Pull out the stretch of items from their very start through the line containing "52], [239, 53]]", including both ends, and reproduce those lines without any change.

(Items from a data source)
=-=-=

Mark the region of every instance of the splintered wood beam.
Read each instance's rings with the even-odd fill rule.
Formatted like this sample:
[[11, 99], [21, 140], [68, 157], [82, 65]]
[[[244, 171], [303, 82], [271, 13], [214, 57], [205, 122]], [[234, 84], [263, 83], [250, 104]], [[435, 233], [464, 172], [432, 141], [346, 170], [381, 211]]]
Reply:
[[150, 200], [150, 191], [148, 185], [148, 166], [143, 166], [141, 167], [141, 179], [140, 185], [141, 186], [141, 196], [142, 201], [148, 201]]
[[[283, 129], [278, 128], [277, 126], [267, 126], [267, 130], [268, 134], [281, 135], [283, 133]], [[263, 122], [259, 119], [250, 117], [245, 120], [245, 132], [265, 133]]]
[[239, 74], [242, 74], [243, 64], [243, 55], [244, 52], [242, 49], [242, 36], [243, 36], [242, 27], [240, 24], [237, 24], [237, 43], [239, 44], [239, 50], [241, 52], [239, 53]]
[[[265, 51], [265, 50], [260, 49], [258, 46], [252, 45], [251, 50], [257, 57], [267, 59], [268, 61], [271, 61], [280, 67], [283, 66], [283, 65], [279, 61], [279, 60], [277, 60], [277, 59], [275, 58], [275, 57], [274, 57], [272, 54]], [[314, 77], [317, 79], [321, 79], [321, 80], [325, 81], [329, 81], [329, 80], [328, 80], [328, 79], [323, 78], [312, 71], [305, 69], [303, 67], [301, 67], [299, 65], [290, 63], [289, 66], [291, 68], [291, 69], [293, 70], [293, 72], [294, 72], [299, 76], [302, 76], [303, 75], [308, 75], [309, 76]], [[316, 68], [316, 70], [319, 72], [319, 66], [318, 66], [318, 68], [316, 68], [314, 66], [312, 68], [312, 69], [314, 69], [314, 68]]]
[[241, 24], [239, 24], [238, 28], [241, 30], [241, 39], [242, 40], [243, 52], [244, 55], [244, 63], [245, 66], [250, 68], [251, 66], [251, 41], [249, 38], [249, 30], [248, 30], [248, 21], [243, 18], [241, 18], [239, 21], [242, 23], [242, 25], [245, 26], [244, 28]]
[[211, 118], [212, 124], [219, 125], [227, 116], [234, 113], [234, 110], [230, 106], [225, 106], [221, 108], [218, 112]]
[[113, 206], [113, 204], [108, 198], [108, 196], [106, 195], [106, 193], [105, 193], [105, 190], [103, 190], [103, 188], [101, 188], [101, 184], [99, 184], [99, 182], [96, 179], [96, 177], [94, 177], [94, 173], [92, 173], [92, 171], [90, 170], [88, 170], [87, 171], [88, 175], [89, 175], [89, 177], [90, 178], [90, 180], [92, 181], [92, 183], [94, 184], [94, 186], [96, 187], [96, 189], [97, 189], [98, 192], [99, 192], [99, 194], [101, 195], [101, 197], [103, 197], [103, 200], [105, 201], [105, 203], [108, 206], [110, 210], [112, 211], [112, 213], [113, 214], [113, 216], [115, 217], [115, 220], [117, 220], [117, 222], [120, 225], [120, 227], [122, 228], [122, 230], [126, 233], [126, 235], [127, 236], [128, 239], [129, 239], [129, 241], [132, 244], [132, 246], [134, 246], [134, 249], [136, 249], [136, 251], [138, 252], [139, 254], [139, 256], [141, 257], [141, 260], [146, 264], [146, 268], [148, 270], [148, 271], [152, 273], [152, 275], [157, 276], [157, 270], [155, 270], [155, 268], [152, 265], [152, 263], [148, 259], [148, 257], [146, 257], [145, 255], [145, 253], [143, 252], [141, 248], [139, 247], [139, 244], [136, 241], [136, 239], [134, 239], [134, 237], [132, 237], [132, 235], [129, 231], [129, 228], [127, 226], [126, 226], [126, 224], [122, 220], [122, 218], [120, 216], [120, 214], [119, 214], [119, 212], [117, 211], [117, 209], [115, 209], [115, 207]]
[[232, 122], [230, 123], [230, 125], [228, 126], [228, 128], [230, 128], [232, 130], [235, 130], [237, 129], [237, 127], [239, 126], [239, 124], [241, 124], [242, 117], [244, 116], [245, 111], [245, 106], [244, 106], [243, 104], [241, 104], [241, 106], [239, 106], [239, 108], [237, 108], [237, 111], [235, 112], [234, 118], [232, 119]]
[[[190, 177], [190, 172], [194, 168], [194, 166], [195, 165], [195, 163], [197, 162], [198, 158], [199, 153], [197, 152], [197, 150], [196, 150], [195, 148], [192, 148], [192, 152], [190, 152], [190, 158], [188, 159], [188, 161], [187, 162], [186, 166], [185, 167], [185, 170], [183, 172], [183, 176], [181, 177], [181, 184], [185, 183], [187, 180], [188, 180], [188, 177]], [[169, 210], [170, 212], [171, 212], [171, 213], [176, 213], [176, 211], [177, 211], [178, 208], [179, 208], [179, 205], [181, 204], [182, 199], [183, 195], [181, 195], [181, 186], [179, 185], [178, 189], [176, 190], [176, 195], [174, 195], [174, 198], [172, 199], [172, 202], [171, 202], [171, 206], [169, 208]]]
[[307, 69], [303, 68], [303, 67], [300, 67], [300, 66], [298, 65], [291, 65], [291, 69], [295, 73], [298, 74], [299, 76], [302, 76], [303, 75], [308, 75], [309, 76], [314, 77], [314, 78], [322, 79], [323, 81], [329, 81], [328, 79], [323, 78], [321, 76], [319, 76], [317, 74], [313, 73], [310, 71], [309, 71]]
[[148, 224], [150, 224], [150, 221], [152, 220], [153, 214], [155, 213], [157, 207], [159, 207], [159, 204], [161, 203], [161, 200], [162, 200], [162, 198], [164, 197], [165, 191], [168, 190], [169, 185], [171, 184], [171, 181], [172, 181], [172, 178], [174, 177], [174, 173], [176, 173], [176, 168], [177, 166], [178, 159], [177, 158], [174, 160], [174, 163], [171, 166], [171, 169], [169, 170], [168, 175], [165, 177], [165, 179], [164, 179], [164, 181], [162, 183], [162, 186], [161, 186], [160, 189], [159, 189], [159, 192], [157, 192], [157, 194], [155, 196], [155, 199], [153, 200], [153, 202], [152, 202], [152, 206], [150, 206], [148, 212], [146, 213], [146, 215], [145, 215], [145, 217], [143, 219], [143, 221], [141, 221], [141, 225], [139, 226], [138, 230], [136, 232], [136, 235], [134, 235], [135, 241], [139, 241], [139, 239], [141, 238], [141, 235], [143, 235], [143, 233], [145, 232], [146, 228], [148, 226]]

=-=-=

EXERCISE OUTPUT:
Mark the region of every instance of the splintered wood beam.
Read each instance's rings with the even-odd fill rule.
Formatted like this sample:
[[11, 99], [21, 140], [68, 157], [82, 65]]
[[[244, 171], [303, 82], [271, 13], [214, 57], [205, 122]], [[234, 84], [263, 83], [250, 104]], [[435, 233], [464, 172], [432, 141], [346, 170], [381, 211]]]
Reply:
[[150, 200], [150, 191], [148, 185], [148, 166], [143, 166], [141, 167], [141, 179], [140, 185], [141, 186], [141, 196], [142, 201], [148, 201]]
[[[283, 129], [278, 128], [277, 126], [267, 126], [267, 130], [268, 134], [281, 135], [283, 133]], [[263, 122], [259, 119], [250, 117], [245, 120], [245, 132], [265, 133]]]
[[239, 74], [242, 74], [243, 64], [243, 55], [244, 52], [242, 49], [242, 36], [243, 36], [242, 27], [240, 24], [237, 24], [237, 43], [239, 44], [239, 50], [241, 52], [239, 53]]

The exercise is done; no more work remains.